## Texto extraído
·····

Luego de muchas correrías, aparece en Barranca, Guajira, donde se casa con Teresa Solano Redondo, descendiente de Lorenzo Solano Gómez, estudiante inconcluso de Medicina de la Universidad Nacional, quien abandonó sus estudios para enrolarse en las huestes liberales de la guerra de los mil días; autor de la obra: ‘Desde mis lares’.
Don Emilio era liberal hasta los tuétanos y muy cercano a las ideas progresistas, tanto que colocó a uno de sus primeros hijos el nombre de Valdimir, recalcando en sus descendientes la ideología de la libertad en todos sus alcances y responsabilidades. Su ideología no dejó de traerle problema con la temible policía chulavita, que lo signó entre sus ojos.
Pero lo importante en la vida de este hispano-cundinamarqués fue la virtud que tuvo con su descendencia legítima (dos mujeres, tres hombres): los tres hermanos Araos Solano, estudiantes del colegio Loperena, no solo encabezaban las lista por razones alfabéticas, también por ocupar los primeros puestos académicamente, con tal notoriedad que el eminentísimo rector de la época, Jorge Pérez Álvarez, filosofo y filólogo, para connotarlos más los apodó: Araos Tomo I, Tomo II, Tomo III, distinción que los acompañó más allá de su ingreso a la Universidad Nacional, donde los tres hermanos fueron distinguidos siempre con matrícula de honor: Emilio, ingeniero civil; Venancio, médico, y Ovidio, ingeniero agrónomo, dejando este ultimo la frustración por una muerte prematura.
Emilio Araos Solano, el único que pervive en Valledupar, orgulloso de haber sido el primer ingeniero especializado en Colombia, cuenta que a su regreso le dijo a su padre que la universidad había abierto posgrados. Su padre, a mansalva, le dijo: “Usted tiene que estar allá…se devuelve”; una comisión de estudios del Ministerio de Obras remitió a Emilio por dos años, convirtiéndose en el primer experto en estructuras de este país y el primer especializado por esta universidad en esta tierra.

·····

## Fragmentos de ítems
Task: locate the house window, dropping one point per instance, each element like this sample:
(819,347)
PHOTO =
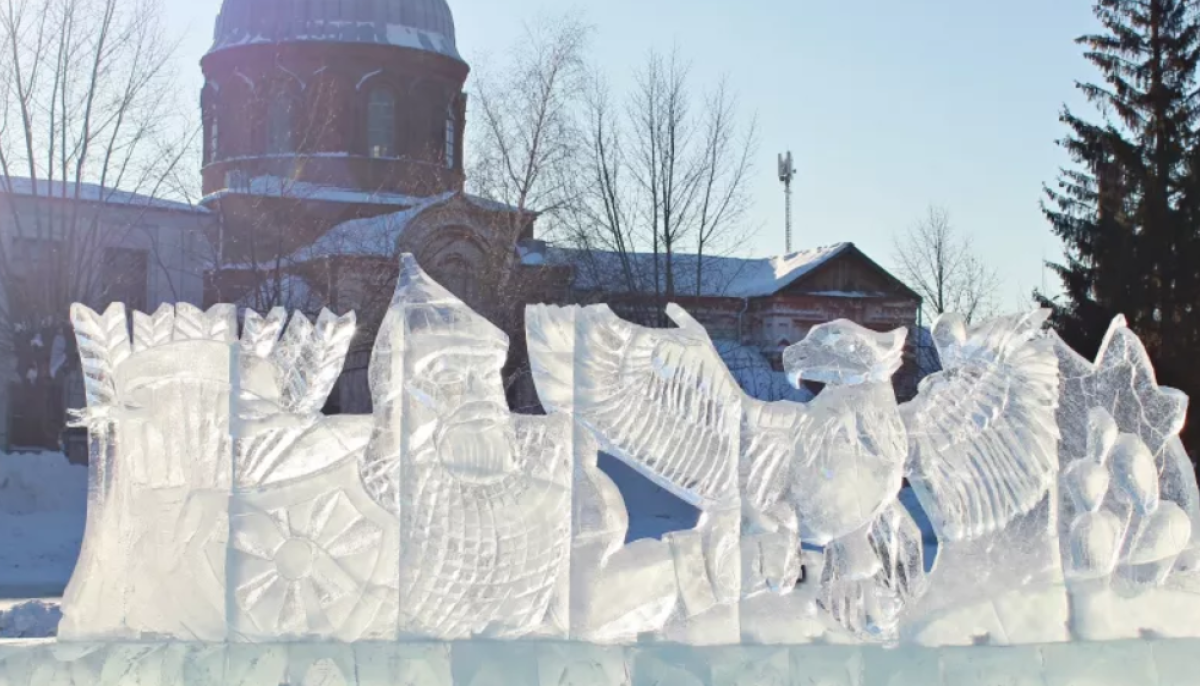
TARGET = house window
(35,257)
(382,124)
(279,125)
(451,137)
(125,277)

·····

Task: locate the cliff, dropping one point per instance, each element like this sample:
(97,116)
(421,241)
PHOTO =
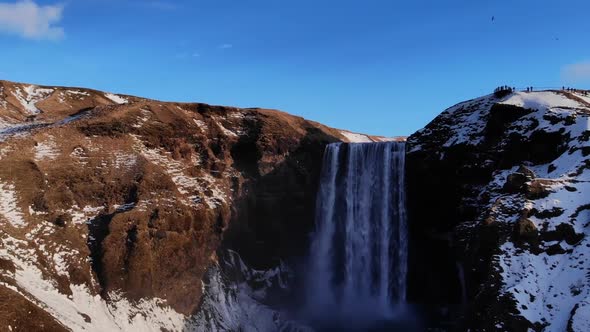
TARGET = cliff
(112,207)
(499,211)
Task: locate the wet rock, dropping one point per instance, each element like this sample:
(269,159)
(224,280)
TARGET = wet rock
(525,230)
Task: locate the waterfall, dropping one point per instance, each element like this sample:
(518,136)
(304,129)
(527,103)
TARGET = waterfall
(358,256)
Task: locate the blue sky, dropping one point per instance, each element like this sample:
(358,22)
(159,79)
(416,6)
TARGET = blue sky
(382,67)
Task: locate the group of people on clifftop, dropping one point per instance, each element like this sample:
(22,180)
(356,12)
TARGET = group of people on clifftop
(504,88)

·····

## Qué debes hacer
Prosigue la semblanza de la familia Araos a partir de su última oración. Los ítems son material independiente de la semblanza de la familia Araos.

## Resultado obtenido
Araos Guevara fue profesor de sastrería en la Escuela Industrial, en Valledupar, ciudad donde aún queda su casa esquinera en el barrio Gaitán (calle 18 con 9), donde solía verse a Don Emilio con la regla en la mano y la cinta métrica de sastre en el cuello haciendo trazos, a trocha y mocha, en linos y supernavales, acompañado de su hija Alba, quien procuró estar siempre junto a él.
Allí mismo estaba la residencia estudiantil, donde muchos acudían para ser auxiliados por los conocimientos de los hermanos. Don Emilio, que hacia el papel de tutor de los asistentes, daba también órdenes sobre el menú del día sin saltar detalle. Allí mismo, a los 10 años, el hoy curtido ingeniero aprendió el oficio de la sastrería, de la mano de su padre.
No tuvo Don Emilio la satisfacción agnóstica que siempre practicó en su vida, porque ‘la rubia Teresita’, su otra hija, admirada por los púberes de aquel tiempo, se convertiría en monja de la presentación, lo que significó para él un duro golpe, reparándolo ésta cuando abandonó a los tres años sus hábitos y le dio varios nietos.
Aun se recuerda el rostro sonriente de Don Emilio en cada clausura de fin de año, portando satisfacciones y luciendo sobre su pecho una carrandanga de condecoraciones, y bajo sus axilas llevar un montón de diplomas honoríficos como si se tratara de un general triunfante luego de una batalla de la segunda guerra mundial.
Después de su trascendental vida en Valledupar, cuando los muchachos finalizaron sus carreras en Bogotá, a Don Emilio le palpitó la soledad y se desplazó a Girardot, donde vivía con sus nietos su hija Alba, ya casada, donde permaneció por un tiempo. Al final de sus días volvió a Bogotá, padecía en ese momento un cáncer terminal que sobrellevó con tenacidad hasta que una noche, en la pasividad de la existencia, Don Emilio cerró sus ojos para siempre.
Quienes éramos jovenzuelos de la época y que con temor reverencial lo admirábamos, hoy en día al recuperar su imagen reconocemos su vida magistral y aventurera.